> [Problems to solve]
[1] In the open access guide, shorten the paragraph that begins "This recent push for open access sources" while keeping its main facts.
[2] Carry the open access guide forward, starting after its final sentence.

> [Text excerpt]
-=-=-=-=-

Understanding What "Open Access" Means
We are seeing the beginning of a new, very different publishing model for 21st century scholarship: Open Access. The following is the beginnings of a list of open access resources available for students, staff and faculty here at the University.
The term Repositories in this sense refer to many different online tools and modes for collecting and accessing data. Some of the repositories highlighted below are as follows:
Archives: A collection of public historical records, documents, and data.
Databases: A site that stores and organizes data to make it accessible to the user.( I.e. you are searching within that specific site’s collection rather than broadly across the internet)
Forums: An online location where an individual can post digital content, and engage in discussion about said content with the online community.
Megasites: Similar to a search engine, in that it allows for more refined yet broadly sourced resources (i.e. searching across site hosted in many different countries)
Search Engines: A site that uses keywords in its query in order to find information located on other sites.
How Does Open Access Impact Your Research?
This recent push for open access sources holds several important implications for the future of academia. There have been increased requirements from funding agencies which ask potential grantees to specify how their data will be preserved, and potentially used in future research. For example: the NSF Archaeology Program DDRIG requires a “Data Management Plan” among the submitted documents.

-=-=-=-=-

> [Information supplied]
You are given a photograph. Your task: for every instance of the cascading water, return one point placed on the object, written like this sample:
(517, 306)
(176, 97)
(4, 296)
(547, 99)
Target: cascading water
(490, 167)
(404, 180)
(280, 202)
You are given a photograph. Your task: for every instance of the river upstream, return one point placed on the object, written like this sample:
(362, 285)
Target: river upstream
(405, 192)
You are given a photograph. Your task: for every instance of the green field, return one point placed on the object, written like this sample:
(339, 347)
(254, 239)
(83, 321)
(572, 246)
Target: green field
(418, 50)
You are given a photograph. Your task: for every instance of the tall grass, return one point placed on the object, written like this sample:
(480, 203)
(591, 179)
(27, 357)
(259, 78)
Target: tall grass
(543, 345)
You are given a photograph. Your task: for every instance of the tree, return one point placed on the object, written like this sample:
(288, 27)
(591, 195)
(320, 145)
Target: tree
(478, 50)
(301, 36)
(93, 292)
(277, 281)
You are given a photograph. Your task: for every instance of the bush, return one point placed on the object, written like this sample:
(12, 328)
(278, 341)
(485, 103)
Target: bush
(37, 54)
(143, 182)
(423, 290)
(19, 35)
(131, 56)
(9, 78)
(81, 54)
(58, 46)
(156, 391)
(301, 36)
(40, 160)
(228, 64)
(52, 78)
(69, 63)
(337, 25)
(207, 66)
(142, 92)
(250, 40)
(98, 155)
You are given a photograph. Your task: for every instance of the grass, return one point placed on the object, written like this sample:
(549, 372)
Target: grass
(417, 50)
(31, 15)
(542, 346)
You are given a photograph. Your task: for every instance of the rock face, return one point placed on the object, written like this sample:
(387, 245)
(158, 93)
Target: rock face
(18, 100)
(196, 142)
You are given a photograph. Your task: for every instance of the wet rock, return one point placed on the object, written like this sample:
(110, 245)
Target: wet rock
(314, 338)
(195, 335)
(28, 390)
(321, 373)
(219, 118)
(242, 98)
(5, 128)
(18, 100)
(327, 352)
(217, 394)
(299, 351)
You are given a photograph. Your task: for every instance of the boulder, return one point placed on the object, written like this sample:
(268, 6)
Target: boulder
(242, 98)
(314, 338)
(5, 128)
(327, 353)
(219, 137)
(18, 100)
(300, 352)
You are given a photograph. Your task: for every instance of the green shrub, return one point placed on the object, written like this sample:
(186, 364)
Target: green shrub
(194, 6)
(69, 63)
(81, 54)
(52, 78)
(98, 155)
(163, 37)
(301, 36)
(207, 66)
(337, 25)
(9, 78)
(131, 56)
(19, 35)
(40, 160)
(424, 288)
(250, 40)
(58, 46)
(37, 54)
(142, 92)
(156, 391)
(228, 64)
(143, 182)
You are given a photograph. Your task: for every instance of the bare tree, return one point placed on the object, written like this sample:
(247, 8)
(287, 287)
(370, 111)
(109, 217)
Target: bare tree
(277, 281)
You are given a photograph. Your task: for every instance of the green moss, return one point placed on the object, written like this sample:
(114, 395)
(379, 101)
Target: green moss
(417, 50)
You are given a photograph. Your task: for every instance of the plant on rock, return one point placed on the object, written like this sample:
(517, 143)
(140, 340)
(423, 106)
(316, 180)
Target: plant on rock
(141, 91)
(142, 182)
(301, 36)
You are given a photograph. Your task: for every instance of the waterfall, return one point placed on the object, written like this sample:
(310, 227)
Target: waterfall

-=-=-=-=-

> [Responses for each task]
[1] The push for open access has major implications for academia's future. Funding agencies increasingly ask applicants to explain how their data will be preserved and possibly reused in later research. For example, the NSF Archaeology Program DDRIG requires a "Data Management Plan" with the submitted documents.

[2]
Researchers now have a number of open access options at their disposal (such as the ones we list below), yet even with this robust list, there are many materials that can only be accessed through purchase or subscription. This has been termed as the “paywall” and very often can restrict access to sources. Paywalls pose a threat to individual researchers and those associated with institutions, since they can also restrict access based on the country from which the source derives.
By embracing the direction Open Access data storage and sharing is taking us, we can overcome the obstacles of limited accessibility, and even data degradation over time.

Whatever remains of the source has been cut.